▶ **TEXT SHOWN**:
========================

Reputation: 2597
Suppose I have two Data Frames:
Data frame 1 (let's call this Data1):
V1 V2
1 "AB"
3 "XY"
5 "DH"
8 "ST"
7 "RE"
code for Data1:
V1 <- c(1,3,5,8,7)
V2 <- c("AB","XY", "DH", "ST","RE")
Data1 <- data.frame(V1,V2)
Data frame 2 (lets call this Data2):
V1 V2
1 "AB"
2 "ZZ"
3 "XY"
5 "DH"
8 "ST"
code for Data2:
V1 <- c(1,2,3,5,8)
V2 <- c("AB","ZZ","XY","DH","ST")
Data2 <- data.frame(V1,V2)
If you notice, Data2's second row (where V2's value is "ZZ") is not present in Data1 AND the last row in Data1 (where V2's value is "RE") is not present in Data2.
A) I would like to make a list of all V2 values that are NOT present in either of the data frames.
For this example that would be "ZZ" and "RE".
B) I would like to make a list of all V2 values that ARE present in both data frames.
For this example, the result would be "AB", "XY", "DH", "ST".
Upvotes: 1
Views: 1022
Reputation: 55420
you are looking for ?setdiff
and ?intersect
inters <- intersect(DF2$V2, DF1$V2)
[1] "AB" "XY" "DH" "ST"
setdf <- c(setdiff(DF2$V2, DF1$V2), setdiff(DF1$V2, DF2$V2))
[1] "ZZ" "RE"
Upvotes: 2
Reputation: 2393
You can use the %in%
expression to find whether values of V2
exist in both dataframes. Use the not expression (!
) to find those that do not exist in both dataframes, and then bind the results together from both of those.
> rbind(Data1[!Data1$V2 %in% Data2$V2,], Data2[!Data2$V2 %in% Data1$V2,])
V1 V2
5 7 RE
2 2 ZZ
> unique(rbind(Data1[Data1$V2 %in% Data2$V2,], Data2[Data2$V2 %in% Data1$V2,]))
V1 V2
1 1 AB
2 3 XY
3 5 DH
4 8 ST
On this last piece: if every V1,V2 combination will be the same, you can simply write
Data1[Data1$V2 %in% Data2$V2,]
and save yourself some lines of code.
Upvotes: 2

========================

▶ **DATA ENTRIES**:
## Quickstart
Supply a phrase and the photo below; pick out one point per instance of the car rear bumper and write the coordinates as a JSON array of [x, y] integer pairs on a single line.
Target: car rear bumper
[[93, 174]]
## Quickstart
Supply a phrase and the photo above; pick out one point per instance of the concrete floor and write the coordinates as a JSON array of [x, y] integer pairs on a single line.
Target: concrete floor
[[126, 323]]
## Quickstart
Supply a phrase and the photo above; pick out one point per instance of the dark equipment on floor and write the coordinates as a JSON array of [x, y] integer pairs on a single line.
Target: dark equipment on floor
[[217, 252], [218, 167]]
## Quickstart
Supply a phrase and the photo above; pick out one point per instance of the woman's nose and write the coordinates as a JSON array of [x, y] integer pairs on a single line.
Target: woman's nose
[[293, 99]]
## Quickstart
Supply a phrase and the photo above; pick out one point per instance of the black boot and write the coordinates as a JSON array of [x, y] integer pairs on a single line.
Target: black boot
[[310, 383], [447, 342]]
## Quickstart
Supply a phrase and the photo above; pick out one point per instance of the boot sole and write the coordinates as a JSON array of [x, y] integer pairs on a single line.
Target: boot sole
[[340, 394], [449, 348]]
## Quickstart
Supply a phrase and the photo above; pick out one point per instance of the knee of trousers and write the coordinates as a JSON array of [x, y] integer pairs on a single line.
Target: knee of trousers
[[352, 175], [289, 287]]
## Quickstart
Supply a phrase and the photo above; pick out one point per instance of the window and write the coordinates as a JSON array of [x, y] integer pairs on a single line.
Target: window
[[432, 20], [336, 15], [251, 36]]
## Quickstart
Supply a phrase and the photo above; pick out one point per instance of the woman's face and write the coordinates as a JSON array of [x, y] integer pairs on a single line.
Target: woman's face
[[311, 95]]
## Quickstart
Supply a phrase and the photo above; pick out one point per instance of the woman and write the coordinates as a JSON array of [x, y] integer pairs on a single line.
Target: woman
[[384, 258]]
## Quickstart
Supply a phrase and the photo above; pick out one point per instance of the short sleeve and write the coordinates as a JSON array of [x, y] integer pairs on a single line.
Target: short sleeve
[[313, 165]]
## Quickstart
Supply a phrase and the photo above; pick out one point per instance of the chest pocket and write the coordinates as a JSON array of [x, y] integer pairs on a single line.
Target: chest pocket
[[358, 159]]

========================

▶ **WHAT YOU WILL DO**:
A. From the thread on comparing two R data frames, reproduce word for word the passage starting with "If you notice, Data2's" and going on through "the data frames.".
B. In the thread on comparing two R data frames, which two functions does the reply shown with a reputation of 55420 recommend?

▶ **TASK-BY-TASK OUTPUTS**:
A.
If you notice, Data2's second row (where V2's value is "ZZ") is not present in Data1 AND the last row in Data1 (where V2's value is "RE") is not present in Data2.
A) I would like to make a list of all V2 values that are NOT present in either of the data frames.

B. It recommends setdiff and intersect.